[THE TASK]
Reproduce the data that follows precisely.

[INPUT DATA]

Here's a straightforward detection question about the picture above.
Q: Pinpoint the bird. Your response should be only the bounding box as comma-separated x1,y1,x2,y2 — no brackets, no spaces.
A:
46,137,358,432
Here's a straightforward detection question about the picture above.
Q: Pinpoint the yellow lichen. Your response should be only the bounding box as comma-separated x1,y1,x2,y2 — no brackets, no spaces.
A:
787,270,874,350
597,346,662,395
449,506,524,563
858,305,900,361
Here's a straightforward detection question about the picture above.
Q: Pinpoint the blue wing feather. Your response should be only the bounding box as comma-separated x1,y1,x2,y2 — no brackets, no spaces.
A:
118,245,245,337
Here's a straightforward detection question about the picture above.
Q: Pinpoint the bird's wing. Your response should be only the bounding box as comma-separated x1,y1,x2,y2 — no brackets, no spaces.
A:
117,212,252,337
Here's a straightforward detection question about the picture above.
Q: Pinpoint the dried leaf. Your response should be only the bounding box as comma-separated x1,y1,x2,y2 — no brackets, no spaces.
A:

[THE COMPLETED TASK]
Here's a straightforward detection question about the picture above.
Q: Pinpoint the bird. Your response should be only the bounding box as comma-separated x1,y1,x2,y2 — no brackets, no spaces.
A:
46,137,358,432
Here's a straightforward detection question about the picture above.
Q: Pinpoint the yellow lichen. Your response should be only the bounding box as comma-separated x1,y1,x2,y2 — no brackets, no spaces.
A:
787,270,874,350
597,346,662,395
449,506,524,563
858,305,900,361
Here's a straightforward detection question about the picture above.
Q: Pinpoint the blue wing feather. Your response should be only the bounding box as comma-separated x1,y1,x2,y2 — no brackets, no spaces.
A:
118,245,245,337
Here's a straightforward detection question about the picture above.
Q: Pinpoint the bird's wing. Your response should be only the bounding box as comma-separated x1,y1,x2,y2 — no brackets, no spaces.
A:
117,212,252,337
Here's a straightforward detection question about the picture above.
Q: Pinpoint the dried leaf. Your response should be only the bounding box as comma-separated x1,y1,x2,y2 — no brackets, no spaces.
A:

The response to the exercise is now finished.